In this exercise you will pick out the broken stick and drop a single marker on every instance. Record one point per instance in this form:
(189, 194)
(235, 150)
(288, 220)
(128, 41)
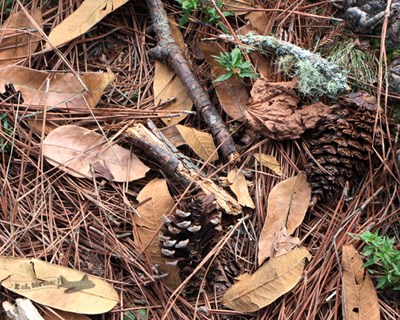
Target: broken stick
(169, 51)
(180, 167)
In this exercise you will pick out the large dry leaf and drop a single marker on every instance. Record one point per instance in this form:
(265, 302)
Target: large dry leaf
(238, 185)
(48, 89)
(82, 153)
(359, 298)
(64, 315)
(268, 283)
(168, 87)
(272, 110)
(85, 17)
(232, 93)
(15, 42)
(158, 203)
(201, 143)
(269, 161)
(287, 205)
(57, 286)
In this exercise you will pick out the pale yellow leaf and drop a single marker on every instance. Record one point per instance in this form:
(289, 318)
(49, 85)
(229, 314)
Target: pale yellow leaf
(15, 42)
(201, 143)
(80, 152)
(63, 315)
(232, 93)
(41, 89)
(238, 185)
(359, 298)
(272, 280)
(158, 203)
(167, 86)
(57, 286)
(269, 161)
(287, 205)
(79, 22)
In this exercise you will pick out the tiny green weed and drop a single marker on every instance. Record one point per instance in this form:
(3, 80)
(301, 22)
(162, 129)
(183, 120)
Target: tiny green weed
(235, 65)
(5, 130)
(211, 13)
(383, 260)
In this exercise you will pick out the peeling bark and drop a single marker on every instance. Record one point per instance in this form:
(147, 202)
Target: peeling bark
(169, 51)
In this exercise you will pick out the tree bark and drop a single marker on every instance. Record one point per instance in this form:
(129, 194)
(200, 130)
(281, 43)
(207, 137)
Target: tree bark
(169, 51)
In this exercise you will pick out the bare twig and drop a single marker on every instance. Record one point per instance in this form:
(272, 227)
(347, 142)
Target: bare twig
(168, 50)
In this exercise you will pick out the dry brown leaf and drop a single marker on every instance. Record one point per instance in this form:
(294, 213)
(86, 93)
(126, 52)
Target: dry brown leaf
(232, 93)
(269, 161)
(359, 298)
(201, 143)
(268, 283)
(287, 205)
(167, 86)
(57, 286)
(148, 222)
(15, 42)
(78, 151)
(64, 315)
(239, 7)
(272, 110)
(48, 89)
(79, 22)
(239, 188)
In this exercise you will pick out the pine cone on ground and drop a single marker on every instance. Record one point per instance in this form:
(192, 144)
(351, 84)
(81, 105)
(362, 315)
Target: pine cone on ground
(341, 144)
(188, 236)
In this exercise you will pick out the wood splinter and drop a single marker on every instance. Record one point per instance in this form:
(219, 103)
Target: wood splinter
(179, 166)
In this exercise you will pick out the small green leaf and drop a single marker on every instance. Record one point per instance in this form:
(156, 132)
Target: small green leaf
(224, 77)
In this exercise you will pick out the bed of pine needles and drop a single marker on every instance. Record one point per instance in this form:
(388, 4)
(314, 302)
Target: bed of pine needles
(87, 225)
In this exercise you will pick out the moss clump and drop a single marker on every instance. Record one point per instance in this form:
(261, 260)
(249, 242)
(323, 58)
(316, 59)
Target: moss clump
(312, 82)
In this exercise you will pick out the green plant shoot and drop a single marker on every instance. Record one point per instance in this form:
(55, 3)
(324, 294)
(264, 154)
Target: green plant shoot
(383, 259)
(235, 65)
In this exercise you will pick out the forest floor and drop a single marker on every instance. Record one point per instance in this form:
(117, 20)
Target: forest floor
(49, 213)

▶ [WHAT YOU NEED TO DO]
When you copy the entries above, keep every word exactly and omit the images.

▶ [ANSWER TO THE PROBLEM]
In this exercise you will pick out the broken stick and drop a single marker on every instance. Record one point per instance in this form:
(189, 194)
(235, 150)
(288, 220)
(128, 41)
Target: broken stick
(169, 51)
(180, 167)
In this exercise you will pick out the large dry leaf and drop a single marker on every instance. Record one point per instance in this form:
(265, 302)
Target: large dry leaf
(238, 185)
(48, 89)
(82, 153)
(359, 298)
(64, 315)
(268, 283)
(168, 87)
(272, 110)
(85, 17)
(232, 93)
(15, 42)
(158, 203)
(201, 143)
(269, 161)
(287, 205)
(57, 286)
In this exercise you will pick out the pale yellow leaf and drop a single marker on every instance. Record one point per instance in this form:
(289, 318)
(49, 85)
(229, 314)
Target: pale yellow leaf
(15, 42)
(201, 143)
(80, 152)
(63, 315)
(232, 93)
(41, 89)
(238, 185)
(359, 298)
(272, 280)
(158, 203)
(167, 86)
(57, 286)
(269, 161)
(287, 205)
(79, 22)
In this exercise you will pick out the tiny green weed and drop a single marker on every instance. Record one point per instance in this form:
(3, 80)
(301, 22)
(162, 129)
(183, 120)
Target: tiny green weed
(235, 65)
(5, 130)
(211, 13)
(383, 260)
In this exercise you will pick out the peeling bark and drop a single marker on every instance. Record one point per instance in this form:
(147, 202)
Target: peeling bark
(169, 51)
In this exercise you will pick out the tree bark and drop a single marker on every instance. Record one point per instance in this form:
(129, 194)
(200, 130)
(281, 43)
(207, 137)
Target: tree bark
(169, 51)
In this exercise you will pick out the bare twig and drop a single marker on every instance. Record one point per instance in this form:
(272, 227)
(347, 142)
Target: bare twig
(168, 50)
In this exercise you will pick out the dry brown leaf and drop a single marker on every instance. Record one point per instance in this form:
(294, 213)
(86, 93)
(126, 52)
Target: dry brown leaf
(232, 93)
(269, 161)
(359, 298)
(201, 143)
(268, 283)
(287, 205)
(167, 86)
(57, 286)
(148, 222)
(15, 42)
(78, 151)
(64, 315)
(239, 7)
(272, 110)
(48, 89)
(79, 22)
(239, 188)
In this exercise you will pick out the pine cone on ground and drop a single marker on every instance. Record one point per instance in this form:
(192, 144)
(351, 84)
(81, 105)
(362, 315)
Target: pine cone on ground
(341, 144)
(188, 236)
In this exercise you will pick out the wood splinter and drop a single marker on every instance. Record one point per instance in this form:
(219, 103)
Target: wood splinter
(179, 166)
In this exercise you will pick out the small green leaf and drop a single marker on every instance. Record one point per instance in this form:
(156, 132)
Target: small green leaf
(224, 77)
In this exercise you will pick out the bed of pine needles and drop a single marker on every instance. Record one point per instance in this form:
(388, 4)
(314, 302)
Target: bed of pine needles
(87, 225)
In this exercise you will pick out the moss clump and drop a single marker on every instance. Record one point per instance in this form:
(261, 260)
(249, 242)
(323, 58)
(316, 59)
Target: moss clump
(312, 82)
In this exercise you will pick out the green plant shoot and drop a single marker on every instance. Record one point per instance in this form:
(55, 3)
(324, 294)
(264, 154)
Target: green plant shoot
(383, 259)
(235, 65)
In this exercise you will pick out the forest floor and drop a single marker on every instance. Record one point per instance in this form:
(117, 20)
Target: forest floor
(49, 213)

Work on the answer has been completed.